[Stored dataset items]
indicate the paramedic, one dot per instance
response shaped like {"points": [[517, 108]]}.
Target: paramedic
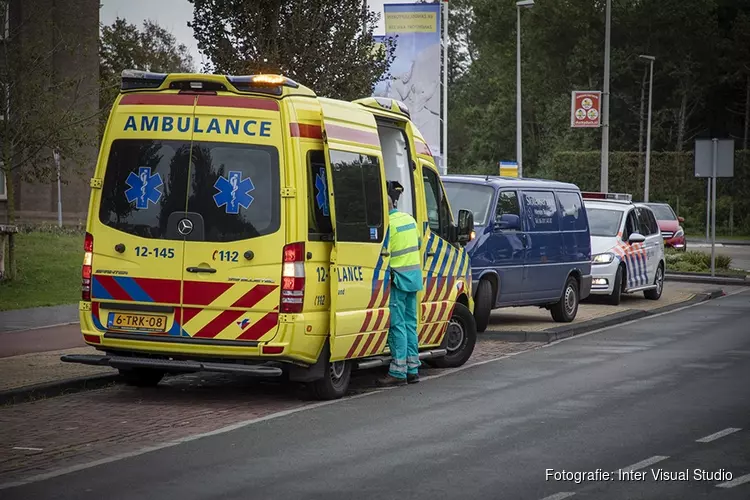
{"points": [[406, 281]]}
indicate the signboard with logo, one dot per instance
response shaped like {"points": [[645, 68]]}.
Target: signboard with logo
{"points": [[585, 109]]}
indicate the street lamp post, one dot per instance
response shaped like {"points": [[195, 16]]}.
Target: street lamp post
{"points": [[527, 4], [651, 60]]}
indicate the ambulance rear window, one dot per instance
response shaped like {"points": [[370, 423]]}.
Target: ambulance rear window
{"points": [[234, 188], [145, 181]]}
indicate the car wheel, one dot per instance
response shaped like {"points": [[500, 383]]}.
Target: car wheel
{"points": [[141, 377], [655, 293], [460, 339], [613, 299], [335, 382], [483, 305], [565, 310]]}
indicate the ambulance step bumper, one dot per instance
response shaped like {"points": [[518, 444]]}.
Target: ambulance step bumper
{"points": [[384, 360], [171, 365]]}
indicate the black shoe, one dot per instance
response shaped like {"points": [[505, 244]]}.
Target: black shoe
{"points": [[390, 381]]}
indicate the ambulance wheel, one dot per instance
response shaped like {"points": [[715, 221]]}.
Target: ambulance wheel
{"points": [[565, 310], [483, 305], [460, 338], [335, 382], [141, 377]]}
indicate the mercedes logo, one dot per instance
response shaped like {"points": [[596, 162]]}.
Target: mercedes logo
{"points": [[185, 227]]}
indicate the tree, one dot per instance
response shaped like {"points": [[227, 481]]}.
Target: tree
{"points": [[323, 44], [123, 46], [45, 107]]}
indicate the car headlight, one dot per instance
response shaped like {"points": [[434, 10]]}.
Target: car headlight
{"points": [[603, 258]]}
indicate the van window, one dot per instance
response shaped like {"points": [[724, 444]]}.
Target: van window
{"points": [[145, 181], [438, 213], [358, 195], [541, 211], [571, 211], [507, 203], [473, 197], [236, 189], [319, 219]]}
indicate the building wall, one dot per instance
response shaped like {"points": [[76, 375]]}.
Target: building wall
{"points": [[76, 20]]}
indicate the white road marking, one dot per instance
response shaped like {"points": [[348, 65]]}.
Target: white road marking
{"points": [[239, 425], [717, 435], [559, 496], [644, 463], [735, 482]]}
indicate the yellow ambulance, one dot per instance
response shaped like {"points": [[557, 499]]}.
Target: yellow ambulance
{"points": [[240, 224]]}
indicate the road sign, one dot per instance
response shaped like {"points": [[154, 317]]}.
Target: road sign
{"points": [[508, 168], [704, 158], [585, 109]]}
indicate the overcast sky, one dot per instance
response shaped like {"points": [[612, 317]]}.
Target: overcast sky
{"points": [[174, 15]]}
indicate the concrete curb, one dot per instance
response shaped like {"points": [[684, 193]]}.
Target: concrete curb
{"points": [[572, 329], [704, 279], [56, 388]]}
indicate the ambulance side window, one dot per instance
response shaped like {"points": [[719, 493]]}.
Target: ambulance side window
{"points": [[438, 214], [319, 218], [358, 194]]}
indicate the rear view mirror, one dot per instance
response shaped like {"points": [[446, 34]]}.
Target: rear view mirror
{"points": [[465, 226], [636, 238], [510, 222]]}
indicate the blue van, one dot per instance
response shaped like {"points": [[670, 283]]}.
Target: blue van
{"points": [[531, 244]]}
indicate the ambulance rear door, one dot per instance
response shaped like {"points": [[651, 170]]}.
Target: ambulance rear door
{"points": [[234, 250], [359, 213]]}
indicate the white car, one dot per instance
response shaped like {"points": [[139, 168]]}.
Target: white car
{"points": [[627, 248]]}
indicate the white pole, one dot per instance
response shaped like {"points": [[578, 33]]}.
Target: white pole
{"points": [[444, 166], [713, 205], [56, 154], [648, 135], [519, 134], [605, 102]]}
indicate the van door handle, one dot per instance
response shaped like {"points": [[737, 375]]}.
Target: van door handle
{"points": [[201, 270]]}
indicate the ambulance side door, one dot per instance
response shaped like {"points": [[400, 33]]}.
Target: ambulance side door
{"points": [[359, 215]]}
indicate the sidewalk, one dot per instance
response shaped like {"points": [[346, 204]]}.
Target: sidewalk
{"points": [[38, 317]]}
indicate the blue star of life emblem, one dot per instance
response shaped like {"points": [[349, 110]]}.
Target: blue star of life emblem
{"points": [[322, 197], [144, 188], [233, 192]]}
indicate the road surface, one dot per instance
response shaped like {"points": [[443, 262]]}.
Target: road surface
{"points": [[666, 393]]}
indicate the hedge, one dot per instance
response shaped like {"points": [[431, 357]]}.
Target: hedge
{"points": [[672, 181]]}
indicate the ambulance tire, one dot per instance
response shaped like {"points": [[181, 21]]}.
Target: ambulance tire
{"points": [[335, 383], [141, 377], [459, 340], [483, 305]]}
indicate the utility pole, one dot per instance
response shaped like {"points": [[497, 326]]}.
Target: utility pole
{"points": [[605, 101]]}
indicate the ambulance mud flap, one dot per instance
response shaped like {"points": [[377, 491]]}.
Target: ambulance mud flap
{"points": [[171, 365], [384, 360]]}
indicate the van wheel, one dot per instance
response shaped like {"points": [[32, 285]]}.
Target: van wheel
{"points": [[141, 377], [655, 294], [483, 305], [614, 298], [459, 340], [566, 309], [335, 382]]}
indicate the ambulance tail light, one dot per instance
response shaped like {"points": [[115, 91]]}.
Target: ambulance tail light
{"points": [[88, 257], [293, 278]]}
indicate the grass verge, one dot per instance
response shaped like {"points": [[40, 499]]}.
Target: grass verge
{"points": [[49, 271]]}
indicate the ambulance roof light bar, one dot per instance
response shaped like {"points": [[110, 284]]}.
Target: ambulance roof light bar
{"points": [[591, 195]]}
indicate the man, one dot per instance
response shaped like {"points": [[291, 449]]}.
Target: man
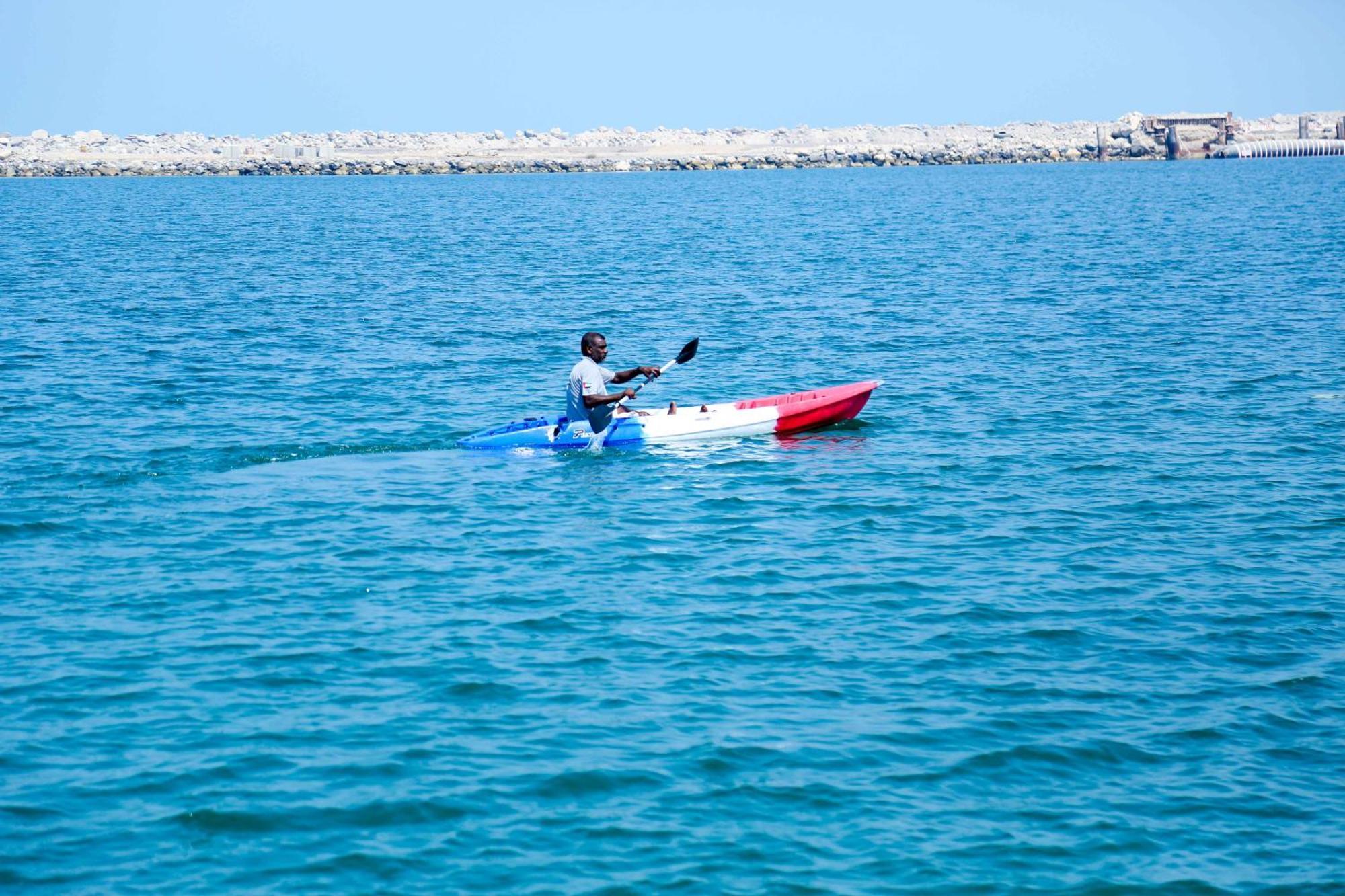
{"points": [[587, 397]]}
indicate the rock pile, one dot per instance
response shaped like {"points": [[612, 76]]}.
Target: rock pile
{"points": [[371, 153]]}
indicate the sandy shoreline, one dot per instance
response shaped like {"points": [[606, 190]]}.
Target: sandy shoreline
{"points": [[358, 153]]}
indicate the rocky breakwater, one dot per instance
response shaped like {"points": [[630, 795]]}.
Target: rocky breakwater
{"points": [[368, 153]]}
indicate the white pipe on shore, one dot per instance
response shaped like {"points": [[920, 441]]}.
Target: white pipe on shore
{"points": [[1282, 150]]}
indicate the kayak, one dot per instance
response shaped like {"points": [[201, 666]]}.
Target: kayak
{"points": [[782, 415]]}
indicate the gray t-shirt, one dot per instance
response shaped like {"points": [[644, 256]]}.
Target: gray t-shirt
{"points": [[588, 378]]}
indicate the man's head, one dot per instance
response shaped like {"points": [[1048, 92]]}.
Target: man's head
{"points": [[595, 346]]}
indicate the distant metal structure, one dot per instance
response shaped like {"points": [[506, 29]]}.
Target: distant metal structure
{"points": [[1282, 150], [1225, 124]]}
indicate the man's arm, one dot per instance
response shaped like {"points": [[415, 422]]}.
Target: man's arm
{"points": [[594, 401], [627, 376]]}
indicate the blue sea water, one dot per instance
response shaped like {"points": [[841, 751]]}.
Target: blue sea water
{"points": [[1065, 611]]}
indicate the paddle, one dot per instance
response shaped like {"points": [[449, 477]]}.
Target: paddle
{"points": [[683, 357]]}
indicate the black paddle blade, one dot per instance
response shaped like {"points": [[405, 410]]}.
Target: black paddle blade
{"points": [[688, 352]]}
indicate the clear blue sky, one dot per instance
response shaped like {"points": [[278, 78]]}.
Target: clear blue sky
{"points": [[237, 67]]}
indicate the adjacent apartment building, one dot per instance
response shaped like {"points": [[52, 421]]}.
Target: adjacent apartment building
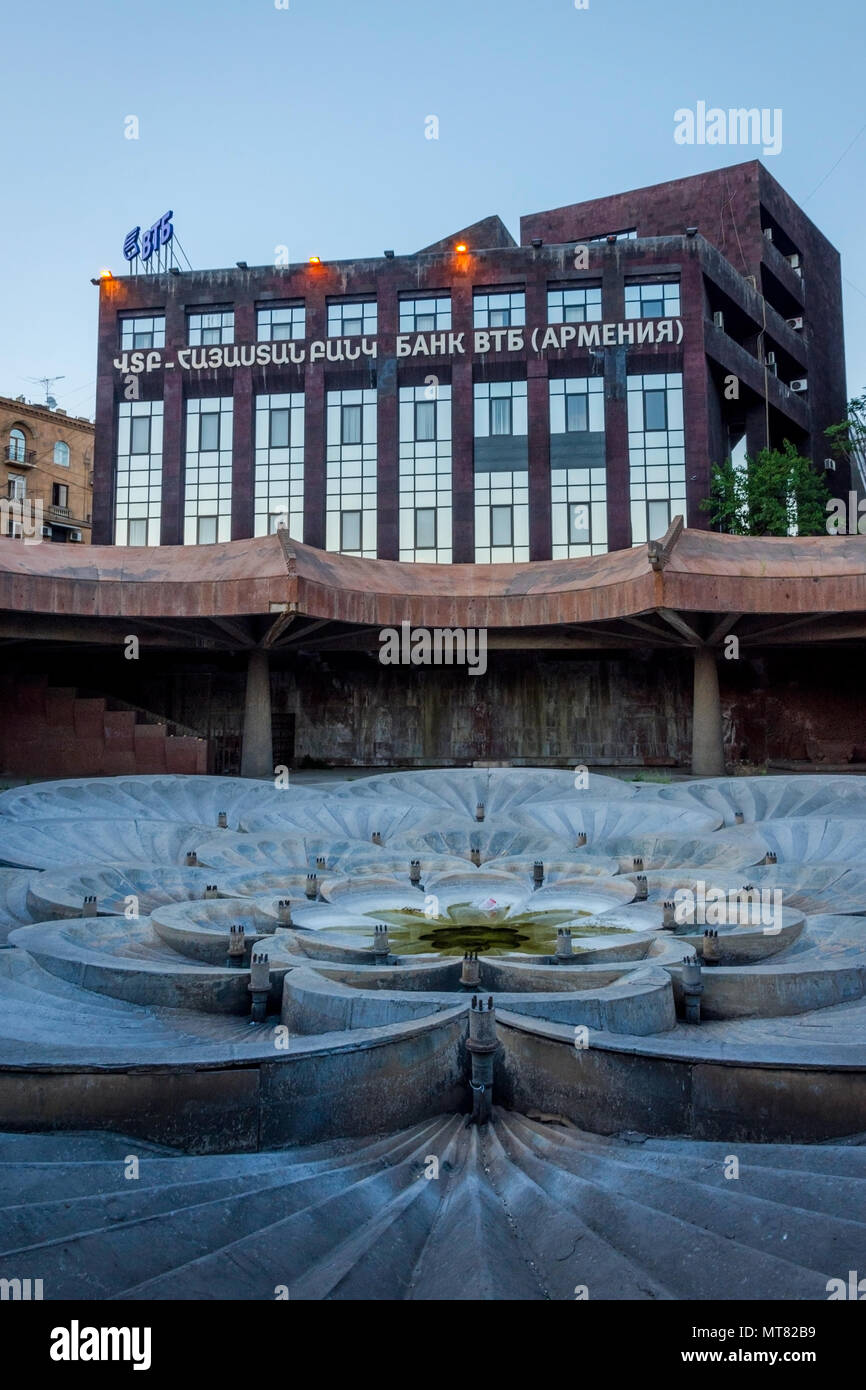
{"points": [[480, 401], [47, 473]]}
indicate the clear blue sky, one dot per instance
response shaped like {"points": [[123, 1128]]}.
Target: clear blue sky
{"points": [[305, 127]]}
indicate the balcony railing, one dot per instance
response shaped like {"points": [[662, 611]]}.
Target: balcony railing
{"points": [[24, 458]]}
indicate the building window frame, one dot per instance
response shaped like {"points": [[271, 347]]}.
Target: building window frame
{"points": [[362, 324], [435, 306], [281, 321], [652, 299], [499, 307], [210, 327], [142, 331]]}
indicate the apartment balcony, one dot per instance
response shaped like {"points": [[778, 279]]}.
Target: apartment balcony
{"points": [[21, 458]]}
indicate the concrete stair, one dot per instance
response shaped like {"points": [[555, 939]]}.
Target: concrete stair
{"points": [[524, 1211], [54, 731]]}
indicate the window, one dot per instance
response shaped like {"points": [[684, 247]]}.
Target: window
{"points": [[142, 331], [659, 300], [349, 530], [426, 420], [578, 523], [578, 474], [501, 309], [501, 409], [213, 327], [501, 416], [17, 446], [139, 473], [426, 474], [502, 516], [280, 466], [426, 316], [207, 470], [574, 306], [656, 453], [280, 321], [352, 319], [577, 413], [655, 410], [139, 434], [350, 424], [209, 431], [350, 471], [658, 519], [426, 528], [502, 526], [278, 430]]}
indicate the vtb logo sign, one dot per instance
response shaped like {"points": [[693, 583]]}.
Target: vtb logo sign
{"points": [[152, 241]]}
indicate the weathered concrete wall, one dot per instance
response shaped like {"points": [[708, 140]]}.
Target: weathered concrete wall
{"points": [[346, 709]]}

• **TASK TO CARRY OUT**
Copy exactly the lines above, from the one containing "Target: apartment balcony" through the very last line.

• **YOUR RESPONSE**
Target: apartment balcony
{"points": [[21, 458]]}
indicate the concrete stair, one dot per instance
response shaped like {"points": [[555, 939]]}.
Target: concrete stair
{"points": [[524, 1211], [54, 731]]}
indicate the window, one dot per instance
response shaped like {"points": [[684, 247]]}.
Target: window
{"points": [[142, 331], [659, 300], [349, 530], [426, 420], [578, 523], [578, 474], [501, 309], [501, 409], [213, 327], [501, 416], [17, 446], [139, 473], [426, 474], [502, 516], [280, 466], [426, 316], [207, 470], [574, 306], [656, 453], [280, 321], [352, 319], [577, 413], [655, 410], [139, 434], [350, 424], [209, 431], [350, 471], [658, 519], [426, 528], [502, 526], [278, 430]]}
indicate the vtb logo sign, one dot per instance
response shaped like {"points": [[693, 583]]}.
Target: vtb logo sign
{"points": [[152, 241]]}
indicate the weathered concrete wall, one dot per instance
response shaped like {"points": [[708, 140]]}.
Target: weathered concrete wall
{"points": [[346, 709]]}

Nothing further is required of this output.